Swap "congestion log" for "traffic log" throughout the part of the data that runs from its start through the line containing "[(58, 1057), (766, 1116)]", keeping everything else the same. Give those lines back with the change, but omit the pictures.

Coordinate annotation data

▬▬▬▬▬▬

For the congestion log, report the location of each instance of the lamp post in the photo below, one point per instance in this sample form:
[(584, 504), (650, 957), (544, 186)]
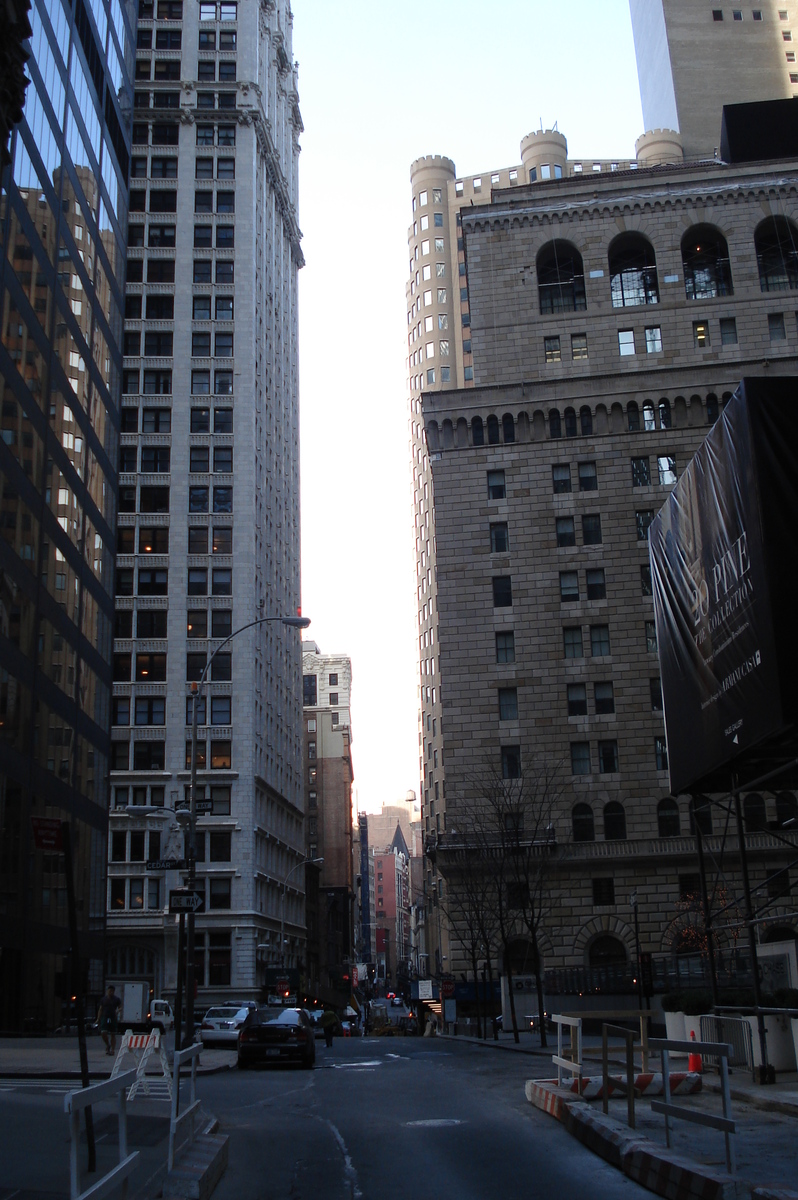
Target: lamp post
[(196, 694), (317, 862)]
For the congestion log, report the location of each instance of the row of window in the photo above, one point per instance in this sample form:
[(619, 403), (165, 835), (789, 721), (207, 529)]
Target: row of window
[(150, 755), (151, 667), (155, 581)]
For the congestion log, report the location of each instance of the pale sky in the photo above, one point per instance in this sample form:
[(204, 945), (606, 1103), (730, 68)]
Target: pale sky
[(382, 84)]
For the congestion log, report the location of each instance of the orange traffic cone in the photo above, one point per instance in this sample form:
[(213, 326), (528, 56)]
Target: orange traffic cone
[(694, 1060)]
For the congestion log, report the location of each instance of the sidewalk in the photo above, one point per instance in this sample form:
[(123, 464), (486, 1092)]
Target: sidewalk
[(58, 1057), (766, 1116)]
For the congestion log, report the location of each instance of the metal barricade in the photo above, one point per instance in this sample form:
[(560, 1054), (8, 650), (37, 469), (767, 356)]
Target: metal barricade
[(733, 1030), (73, 1104), (677, 1111), (573, 1065), (627, 1089), (191, 1054)]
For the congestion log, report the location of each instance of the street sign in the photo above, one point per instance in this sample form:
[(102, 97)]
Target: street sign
[(47, 833), (186, 901)]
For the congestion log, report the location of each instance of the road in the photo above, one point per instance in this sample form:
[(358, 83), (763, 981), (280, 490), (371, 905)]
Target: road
[(378, 1119), (384, 1117)]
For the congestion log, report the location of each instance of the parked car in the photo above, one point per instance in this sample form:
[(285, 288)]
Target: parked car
[(220, 1026), (277, 1035)]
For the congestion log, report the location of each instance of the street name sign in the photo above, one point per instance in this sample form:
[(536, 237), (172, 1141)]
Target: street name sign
[(186, 901)]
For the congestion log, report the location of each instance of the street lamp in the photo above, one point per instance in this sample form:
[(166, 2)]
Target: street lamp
[(196, 693), (305, 862)]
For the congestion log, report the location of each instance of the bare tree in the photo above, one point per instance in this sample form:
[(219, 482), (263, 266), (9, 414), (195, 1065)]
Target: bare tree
[(505, 832)]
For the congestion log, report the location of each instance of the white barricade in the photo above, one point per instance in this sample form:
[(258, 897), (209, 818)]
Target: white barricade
[(73, 1103), (141, 1047)]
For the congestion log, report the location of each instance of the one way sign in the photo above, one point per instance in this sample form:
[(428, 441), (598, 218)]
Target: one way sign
[(186, 901)]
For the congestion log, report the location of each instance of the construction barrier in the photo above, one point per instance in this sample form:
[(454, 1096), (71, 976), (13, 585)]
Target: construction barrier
[(141, 1047)]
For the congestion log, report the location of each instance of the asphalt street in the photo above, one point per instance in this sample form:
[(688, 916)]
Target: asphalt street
[(384, 1117)]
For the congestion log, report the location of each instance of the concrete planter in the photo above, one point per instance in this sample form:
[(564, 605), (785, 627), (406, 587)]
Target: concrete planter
[(783, 1047)]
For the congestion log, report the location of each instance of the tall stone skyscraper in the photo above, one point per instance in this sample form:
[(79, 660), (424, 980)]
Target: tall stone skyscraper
[(209, 492), (63, 229)]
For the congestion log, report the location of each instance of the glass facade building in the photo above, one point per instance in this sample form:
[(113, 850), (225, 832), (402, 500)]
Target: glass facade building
[(63, 238)]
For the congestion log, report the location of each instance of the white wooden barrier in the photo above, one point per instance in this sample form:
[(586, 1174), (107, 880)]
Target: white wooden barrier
[(190, 1055), (726, 1125), (73, 1104), (573, 1065)]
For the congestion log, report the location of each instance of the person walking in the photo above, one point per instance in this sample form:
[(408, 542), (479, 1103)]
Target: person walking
[(108, 1015)]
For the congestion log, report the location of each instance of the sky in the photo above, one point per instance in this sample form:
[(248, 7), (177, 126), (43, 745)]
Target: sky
[(382, 84)]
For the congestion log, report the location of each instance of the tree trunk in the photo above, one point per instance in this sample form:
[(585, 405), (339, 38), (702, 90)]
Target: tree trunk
[(515, 1023)]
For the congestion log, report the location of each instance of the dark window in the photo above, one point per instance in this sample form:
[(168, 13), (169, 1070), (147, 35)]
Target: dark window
[(595, 585), (505, 647), (607, 757), (565, 532), (705, 257), (510, 762), (588, 478), (604, 892), (582, 823), (633, 271), (562, 478), (569, 587), (561, 279), (667, 819), (499, 539), (502, 592)]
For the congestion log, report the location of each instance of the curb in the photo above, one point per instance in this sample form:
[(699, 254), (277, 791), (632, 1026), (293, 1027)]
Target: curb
[(645, 1162)]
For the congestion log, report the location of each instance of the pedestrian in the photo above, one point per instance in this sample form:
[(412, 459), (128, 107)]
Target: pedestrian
[(329, 1021), (108, 1015)]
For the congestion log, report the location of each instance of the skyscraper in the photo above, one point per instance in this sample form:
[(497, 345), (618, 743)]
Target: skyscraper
[(209, 491), (64, 222)]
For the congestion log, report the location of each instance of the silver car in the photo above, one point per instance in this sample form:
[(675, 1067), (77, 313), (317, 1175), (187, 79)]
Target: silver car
[(221, 1025)]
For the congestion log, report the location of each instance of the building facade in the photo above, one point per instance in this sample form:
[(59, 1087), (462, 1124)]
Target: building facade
[(63, 234), (327, 685), (550, 300), (209, 496)]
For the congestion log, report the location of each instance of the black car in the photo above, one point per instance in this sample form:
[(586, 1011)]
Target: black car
[(277, 1035)]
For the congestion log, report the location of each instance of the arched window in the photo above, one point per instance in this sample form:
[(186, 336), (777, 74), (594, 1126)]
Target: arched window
[(755, 814), (582, 822), (705, 257), (561, 279), (786, 810), (633, 271), (667, 817), (777, 255), (615, 822), (700, 815), (606, 951)]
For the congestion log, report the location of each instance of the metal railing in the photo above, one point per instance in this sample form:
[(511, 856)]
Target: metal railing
[(573, 1065), (191, 1054), (73, 1104), (627, 1089), (676, 1111)]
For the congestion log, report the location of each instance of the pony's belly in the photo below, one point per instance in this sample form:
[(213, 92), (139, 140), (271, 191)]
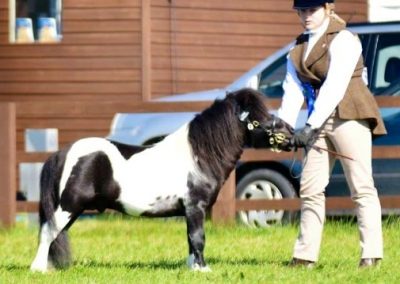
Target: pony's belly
[(143, 194)]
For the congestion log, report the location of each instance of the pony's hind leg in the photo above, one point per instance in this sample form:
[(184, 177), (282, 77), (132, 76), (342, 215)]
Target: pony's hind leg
[(48, 233), (195, 216)]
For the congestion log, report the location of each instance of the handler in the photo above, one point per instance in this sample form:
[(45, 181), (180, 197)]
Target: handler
[(325, 69)]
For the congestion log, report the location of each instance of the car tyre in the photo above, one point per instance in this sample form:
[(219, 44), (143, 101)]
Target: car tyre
[(265, 184)]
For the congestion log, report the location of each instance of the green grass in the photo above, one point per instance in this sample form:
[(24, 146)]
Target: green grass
[(121, 250)]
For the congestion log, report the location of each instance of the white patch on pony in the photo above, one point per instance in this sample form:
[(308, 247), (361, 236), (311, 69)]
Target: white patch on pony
[(47, 235), (155, 173)]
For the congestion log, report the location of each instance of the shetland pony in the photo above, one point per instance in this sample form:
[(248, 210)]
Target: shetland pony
[(179, 176)]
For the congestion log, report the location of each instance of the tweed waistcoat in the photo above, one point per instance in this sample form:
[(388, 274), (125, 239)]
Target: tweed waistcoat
[(358, 102)]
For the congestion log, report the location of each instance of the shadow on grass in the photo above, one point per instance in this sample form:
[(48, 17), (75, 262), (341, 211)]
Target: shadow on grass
[(171, 264)]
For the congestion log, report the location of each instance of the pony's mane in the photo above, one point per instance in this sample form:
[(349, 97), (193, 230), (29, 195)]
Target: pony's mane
[(217, 135)]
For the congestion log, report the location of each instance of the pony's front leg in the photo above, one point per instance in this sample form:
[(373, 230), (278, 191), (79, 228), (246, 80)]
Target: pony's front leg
[(195, 216)]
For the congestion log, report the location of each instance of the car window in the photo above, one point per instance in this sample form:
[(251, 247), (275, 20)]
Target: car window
[(271, 78), (385, 79)]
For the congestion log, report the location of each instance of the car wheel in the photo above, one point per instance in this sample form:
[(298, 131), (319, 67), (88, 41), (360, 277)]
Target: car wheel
[(265, 184)]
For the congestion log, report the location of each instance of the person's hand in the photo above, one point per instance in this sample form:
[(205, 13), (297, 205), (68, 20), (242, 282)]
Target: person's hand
[(280, 134), (304, 137)]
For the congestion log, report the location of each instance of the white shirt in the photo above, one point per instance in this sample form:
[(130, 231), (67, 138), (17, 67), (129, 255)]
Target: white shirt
[(345, 50)]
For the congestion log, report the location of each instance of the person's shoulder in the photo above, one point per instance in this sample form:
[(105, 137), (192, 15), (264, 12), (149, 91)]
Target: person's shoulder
[(346, 37)]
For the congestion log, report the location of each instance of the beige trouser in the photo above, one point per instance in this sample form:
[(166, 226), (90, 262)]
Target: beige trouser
[(351, 138)]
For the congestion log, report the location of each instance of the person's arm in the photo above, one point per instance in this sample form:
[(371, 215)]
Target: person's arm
[(293, 98), (345, 50)]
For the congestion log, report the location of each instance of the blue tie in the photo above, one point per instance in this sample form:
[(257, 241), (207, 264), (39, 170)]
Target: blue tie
[(310, 96)]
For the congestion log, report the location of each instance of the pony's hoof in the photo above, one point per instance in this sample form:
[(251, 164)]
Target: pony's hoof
[(197, 267), (37, 268)]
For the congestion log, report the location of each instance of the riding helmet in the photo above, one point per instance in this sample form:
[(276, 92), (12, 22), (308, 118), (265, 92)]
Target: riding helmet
[(302, 4)]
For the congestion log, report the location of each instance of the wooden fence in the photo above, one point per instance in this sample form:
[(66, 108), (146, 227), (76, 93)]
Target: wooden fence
[(68, 117)]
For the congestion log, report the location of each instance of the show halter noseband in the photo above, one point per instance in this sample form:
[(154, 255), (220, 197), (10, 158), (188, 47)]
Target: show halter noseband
[(275, 139)]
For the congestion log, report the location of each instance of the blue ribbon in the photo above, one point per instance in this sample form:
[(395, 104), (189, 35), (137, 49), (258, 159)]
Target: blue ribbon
[(310, 96)]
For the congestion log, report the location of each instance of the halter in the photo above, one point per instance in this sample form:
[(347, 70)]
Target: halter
[(275, 139)]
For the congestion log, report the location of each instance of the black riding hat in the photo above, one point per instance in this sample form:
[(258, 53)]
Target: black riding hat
[(301, 4)]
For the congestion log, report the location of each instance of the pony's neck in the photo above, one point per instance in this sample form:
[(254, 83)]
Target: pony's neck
[(217, 138)]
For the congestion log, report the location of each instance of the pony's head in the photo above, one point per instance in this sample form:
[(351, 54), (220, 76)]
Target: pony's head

▬▬▬▬▬▬

**Final result:**
For the traffic log, report the location of each instance of the lamp post in the photo below, one point per instance in this sample form:
[(584, 504), (650, 957), (544, 186)]
Target: lamp post
[(196, 694), (317, 862)]
For the traffic log, report the location of each instance of the row of window in the photo above, one point per instance in this sample form:
[(619, 403), (165, 835), (789, 721), (207, 529)]
Target: row of window
[(150, 755), (151, 667), (155, 581)]
For the traffic log, report the location of each instance of the pale sky in the photo above, one point per instance in this sample form:
[(204, 945), (606, 1103), (730, 68)]
Target: pale sky
[(382, 84)]
For the traffic log, report the location of each instance of the orange traffic cone in the photo above, one point per instance in this sample form:
[(213, 326), (528, 56)]
Target: orange traffic cone
[(694, 1060)]
For the traffic log, report the location of each instance of the sidewalk in the photo above, one point per instance in this sample form:
[(123, 464), (486, 1092)]
Target: sidewalk
[(58, 1057), (766, 1116)]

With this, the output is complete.